What you are asked to do: Rewrite the passage of the press release about the Texaco memo from "From 1964 to" to "seen at www.chevrontoxico.com.", putting "pumping stations" in place of "separation stations".

Provided passage:
=-=-=
Chevron in Ecuador

The archive of the Clean Up Ecuador campaign website


Texaco Ordered Destruction of Oil Spill Documents

Internal Company Memo Raises More Questions About Texaco's Operations in Amazon Rainforest

Amazon Defense Coalition

Amazon Defense Coalition
15 October 2008 - FOR IMMEDIATE RELEASE
Contact: Karen Hinton at +1.703.798.3109


Chevron Now Faces $16 Billion Liability and Indictments

Quito, Ecuador – Texaco, now owned by Chevron, ordered its employees to destroy reports documenting oil spills in the Amazon rainforest in Ecuador where the company is now the subject of a $16.3 billion potential liability in a civil lawsuit, according to an internal company memo released today by the group representing plaintiffs in the case.

"This memo is just one more example of the culture of deception, deceit, and destruction that characterized Texaco's activities in Ecuador and which are now being defended by Chevron"

Two former Texaco lawyers – both employees of Chevron – were indicted last month in Ecuador for fraud related to a purported environmental clean-up used by the company to secure a legal release to avoid liability in the civil suit. The new memo apparently was not considered by the prosecutor in bringing the charges, which are based on evidence of toxic contamination at former Texaco sites in the Amazon that the company had certified as remediated.

The Texaco memorandum – dated July 17, 1972 and directed at the manager of the company's operations manager in Ecuador – orders that all previous reports related to oil spills "are to be removed from the Field and Division offices and destroyed."

From 1964 to 1990, Texaco operated a large concession in Ecuador's Amazon region that included an extensive network of pipelines, wells and separation stations. Written by R.C. Shields, who was the head of all Latin American production for Texaco and served as Chairman of Texaco's subsidiary in Ecuador, the memo directs Texaco personnel to report only oil spills that are "major events" which are defined as those that "attract the attention of press and/or regulatory authorities."

The directive also orders that no reports are to be kept on a "routine basis". The full memo can be seen at www.chevrontoxico.com.

The Shields memo emerged via a discovery process in U.S. federal court in New York in a lawsuit between Chevron and Ecuador's government over who should be held responsible for the civil, liability. Texaco has admitted dumping more than 18.5 billion gallons of toxic waste into Amazon waterways and abandoning more than 900 waste pits.
=-=-=
Records supplied:
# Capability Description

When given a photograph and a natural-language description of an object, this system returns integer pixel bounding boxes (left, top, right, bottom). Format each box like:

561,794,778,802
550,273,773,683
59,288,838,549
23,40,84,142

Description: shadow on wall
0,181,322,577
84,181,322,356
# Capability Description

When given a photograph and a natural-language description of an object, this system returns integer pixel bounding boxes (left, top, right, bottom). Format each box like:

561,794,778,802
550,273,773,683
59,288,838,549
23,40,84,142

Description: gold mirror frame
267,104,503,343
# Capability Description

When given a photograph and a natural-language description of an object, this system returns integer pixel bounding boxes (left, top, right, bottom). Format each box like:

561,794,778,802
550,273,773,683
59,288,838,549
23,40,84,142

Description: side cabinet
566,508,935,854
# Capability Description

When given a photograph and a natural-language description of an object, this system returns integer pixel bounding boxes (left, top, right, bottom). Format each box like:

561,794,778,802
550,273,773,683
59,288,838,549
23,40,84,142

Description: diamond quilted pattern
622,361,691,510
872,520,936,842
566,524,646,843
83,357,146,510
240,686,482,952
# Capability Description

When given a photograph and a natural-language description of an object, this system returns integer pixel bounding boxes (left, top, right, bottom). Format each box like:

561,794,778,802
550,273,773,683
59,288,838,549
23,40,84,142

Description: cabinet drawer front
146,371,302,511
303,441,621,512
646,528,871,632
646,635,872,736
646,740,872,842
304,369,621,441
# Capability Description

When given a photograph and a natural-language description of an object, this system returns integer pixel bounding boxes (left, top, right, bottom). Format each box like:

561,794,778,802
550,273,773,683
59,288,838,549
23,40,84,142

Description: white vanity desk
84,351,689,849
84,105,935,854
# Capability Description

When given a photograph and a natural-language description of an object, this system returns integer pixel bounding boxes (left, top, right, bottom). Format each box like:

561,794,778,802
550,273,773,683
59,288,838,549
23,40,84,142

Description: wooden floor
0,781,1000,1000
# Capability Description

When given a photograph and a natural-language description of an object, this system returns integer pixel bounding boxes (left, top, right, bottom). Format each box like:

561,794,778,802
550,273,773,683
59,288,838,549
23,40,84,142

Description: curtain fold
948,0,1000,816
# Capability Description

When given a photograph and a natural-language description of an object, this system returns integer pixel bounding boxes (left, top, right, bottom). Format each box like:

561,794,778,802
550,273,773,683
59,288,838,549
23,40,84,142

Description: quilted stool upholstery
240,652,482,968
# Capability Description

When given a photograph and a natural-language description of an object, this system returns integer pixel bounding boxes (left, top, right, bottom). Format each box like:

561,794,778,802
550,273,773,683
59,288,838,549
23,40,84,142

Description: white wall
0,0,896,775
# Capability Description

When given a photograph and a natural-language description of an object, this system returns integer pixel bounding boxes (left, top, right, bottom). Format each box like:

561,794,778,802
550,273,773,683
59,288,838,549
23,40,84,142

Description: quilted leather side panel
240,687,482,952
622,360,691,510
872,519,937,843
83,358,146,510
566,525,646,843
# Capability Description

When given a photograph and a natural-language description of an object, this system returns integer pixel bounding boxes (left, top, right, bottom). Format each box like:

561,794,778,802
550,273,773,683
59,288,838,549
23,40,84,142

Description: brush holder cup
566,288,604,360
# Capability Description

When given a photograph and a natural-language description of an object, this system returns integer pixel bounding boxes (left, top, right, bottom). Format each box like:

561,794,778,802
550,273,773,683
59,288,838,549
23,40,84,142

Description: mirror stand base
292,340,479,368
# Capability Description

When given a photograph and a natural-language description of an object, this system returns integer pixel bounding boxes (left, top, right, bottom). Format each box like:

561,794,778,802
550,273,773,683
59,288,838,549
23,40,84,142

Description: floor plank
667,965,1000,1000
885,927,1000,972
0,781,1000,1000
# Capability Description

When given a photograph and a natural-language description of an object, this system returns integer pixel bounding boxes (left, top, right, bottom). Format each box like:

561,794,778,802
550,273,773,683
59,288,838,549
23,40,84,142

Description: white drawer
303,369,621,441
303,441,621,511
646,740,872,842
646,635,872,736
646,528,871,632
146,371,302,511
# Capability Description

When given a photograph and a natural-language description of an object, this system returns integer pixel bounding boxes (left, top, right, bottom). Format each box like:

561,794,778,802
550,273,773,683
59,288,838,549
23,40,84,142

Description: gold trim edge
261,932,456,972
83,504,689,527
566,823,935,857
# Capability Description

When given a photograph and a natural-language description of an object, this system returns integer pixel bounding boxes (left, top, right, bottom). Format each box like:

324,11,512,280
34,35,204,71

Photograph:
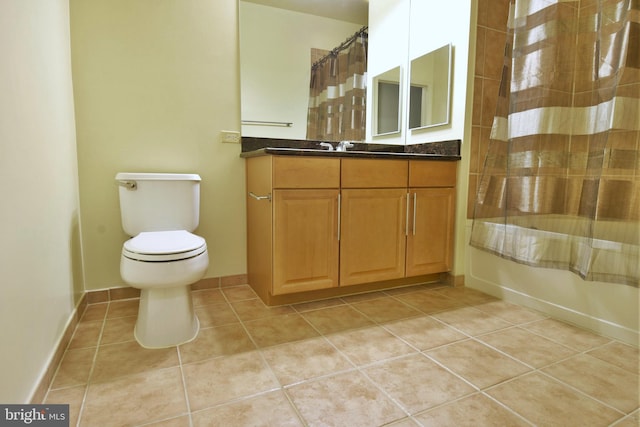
=-=-=
Output for this exercise:
From 1964 to 1990, Texaco operated a large concession in Ecuador's Amazon region that included an extensive network of pipelines, wells and pumping stations. Written by R.C. Shields, who was the head of all Latin American production for Texaco and served as Chairman of Texaco's subsidiary in Ecuador, the memo directs Texaco personnel to report only oil spills that are "major events" which are defined as those that "attract the attention of press and/or regulatory authorities."

The directive also orders that no reports are to be kept on a "routine basis". The full memo can be seen at www.chevrontoxico.com.